ТЕКСТ ДЛЯ ЧТЕНИЯ:
Говоря о Пелопиде, пришлось упомянуть
фессалийского тирана Александра Ферского. Он был лишь одним из многих
полководцев, которые в этот бурный век пользовались народными смутами,
чтобы захватить власть и править, не считаясь ни с кем и опираясь только
на войско, как за двести лет до этого правили Поликрат, Писистрат и
другие тираны. Возможностей для этого теперь было больше: собрать
наемное войско, как мы видели, было проще простого. Оправданий для этого
теперь тоже было больше: уроки софистов позволяли сказать, что от
природы существует лишь право сильного, а все остальное — условности. Но
по сравнению с прежними тиранами у новых было больше жадности и страха.
Жадности — потому что наемников стало больше и платить им нужно было
больше. Страха — потому, вероятно, что софистические оправдания так и не
могли заглушить голос совести. Самым сильным, жадным и боящимся, а
стало быть, и самым жестоким тираном этого времени был Дионисий Старший в
сицилийских Сиракузах.

ПРЕДСТАВЛЕННЫЕ ДАННЫЕ:
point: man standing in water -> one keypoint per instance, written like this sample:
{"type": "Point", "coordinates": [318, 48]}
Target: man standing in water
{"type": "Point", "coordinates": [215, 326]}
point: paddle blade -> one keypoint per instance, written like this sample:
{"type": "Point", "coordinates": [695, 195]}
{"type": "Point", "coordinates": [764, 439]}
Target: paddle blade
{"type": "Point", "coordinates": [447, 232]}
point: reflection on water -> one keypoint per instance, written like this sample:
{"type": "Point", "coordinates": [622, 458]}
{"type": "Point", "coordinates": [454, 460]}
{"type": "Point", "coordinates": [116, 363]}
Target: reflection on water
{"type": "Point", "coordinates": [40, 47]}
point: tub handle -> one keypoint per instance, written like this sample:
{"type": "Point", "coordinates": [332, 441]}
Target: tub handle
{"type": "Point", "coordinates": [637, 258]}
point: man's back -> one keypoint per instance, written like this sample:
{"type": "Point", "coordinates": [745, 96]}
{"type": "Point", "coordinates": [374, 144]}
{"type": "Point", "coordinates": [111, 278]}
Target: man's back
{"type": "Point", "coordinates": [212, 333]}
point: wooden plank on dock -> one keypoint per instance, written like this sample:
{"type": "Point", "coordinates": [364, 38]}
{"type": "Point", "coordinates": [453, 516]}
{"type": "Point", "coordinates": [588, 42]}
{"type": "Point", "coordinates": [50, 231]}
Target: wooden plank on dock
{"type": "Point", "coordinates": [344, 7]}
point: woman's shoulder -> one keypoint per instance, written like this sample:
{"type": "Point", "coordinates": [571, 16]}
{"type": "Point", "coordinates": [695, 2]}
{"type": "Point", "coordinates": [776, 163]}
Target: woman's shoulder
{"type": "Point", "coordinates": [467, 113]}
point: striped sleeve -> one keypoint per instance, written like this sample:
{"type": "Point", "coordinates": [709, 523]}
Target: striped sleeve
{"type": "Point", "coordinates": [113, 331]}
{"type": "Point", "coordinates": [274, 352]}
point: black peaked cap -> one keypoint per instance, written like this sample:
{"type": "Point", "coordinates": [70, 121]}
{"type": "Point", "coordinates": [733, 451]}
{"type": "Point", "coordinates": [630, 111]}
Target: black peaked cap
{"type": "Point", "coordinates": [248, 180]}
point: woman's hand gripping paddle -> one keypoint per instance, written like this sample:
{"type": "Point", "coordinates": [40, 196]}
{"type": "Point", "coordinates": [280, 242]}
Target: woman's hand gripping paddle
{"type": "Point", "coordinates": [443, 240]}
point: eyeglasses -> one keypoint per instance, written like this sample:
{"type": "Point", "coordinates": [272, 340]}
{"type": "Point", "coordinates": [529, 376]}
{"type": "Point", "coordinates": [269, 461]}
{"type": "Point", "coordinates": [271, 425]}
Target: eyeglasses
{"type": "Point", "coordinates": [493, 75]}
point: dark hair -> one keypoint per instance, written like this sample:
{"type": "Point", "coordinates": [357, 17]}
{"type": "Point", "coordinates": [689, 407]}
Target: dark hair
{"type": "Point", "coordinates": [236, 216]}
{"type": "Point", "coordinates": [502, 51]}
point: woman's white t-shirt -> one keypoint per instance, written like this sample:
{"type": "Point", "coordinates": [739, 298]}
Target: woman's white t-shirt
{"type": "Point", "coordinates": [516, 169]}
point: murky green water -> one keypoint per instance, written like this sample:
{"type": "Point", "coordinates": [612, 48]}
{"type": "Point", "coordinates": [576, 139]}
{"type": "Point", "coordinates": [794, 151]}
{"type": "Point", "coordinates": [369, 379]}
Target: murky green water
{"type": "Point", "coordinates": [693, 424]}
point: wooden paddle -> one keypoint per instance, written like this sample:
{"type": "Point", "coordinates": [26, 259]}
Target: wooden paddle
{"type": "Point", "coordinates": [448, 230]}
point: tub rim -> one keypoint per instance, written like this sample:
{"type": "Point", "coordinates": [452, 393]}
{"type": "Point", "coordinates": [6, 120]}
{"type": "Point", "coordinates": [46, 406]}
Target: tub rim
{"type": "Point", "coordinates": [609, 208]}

ЦЕЛЬ ЗАДАНИЯ: Процитируйте отрывок текста о тиранах от слов «Говоря о Пелопиде, пришлось» до слов «жадности и страха.» включительно.

РЕЗУЛЬТАТ:
Говоря о Пелопиде, пришлось упомянуть
фессалийского тирана Александра Ферского. Он был лишь одним из многих
полководцев, которые в этот бурный век пользовались народными смутами,
чтобы захватить власть и править, не считаясь ни с кем и опираясь только
на войско, как за двести лет до этого правили Поликрат, Писистрат и
другие тираны. Возможностей для этого теперь было больше: собрать
наемное войско, как мы видели, было проще простого. Оправданий для этого
теперь тоже было больше: уроки софистов позволяли сказать, что от
природы существует лишь право сильного, а все остальное — условности. Но
по сравнению с прежними тиранами у новых было больше жадности и страха.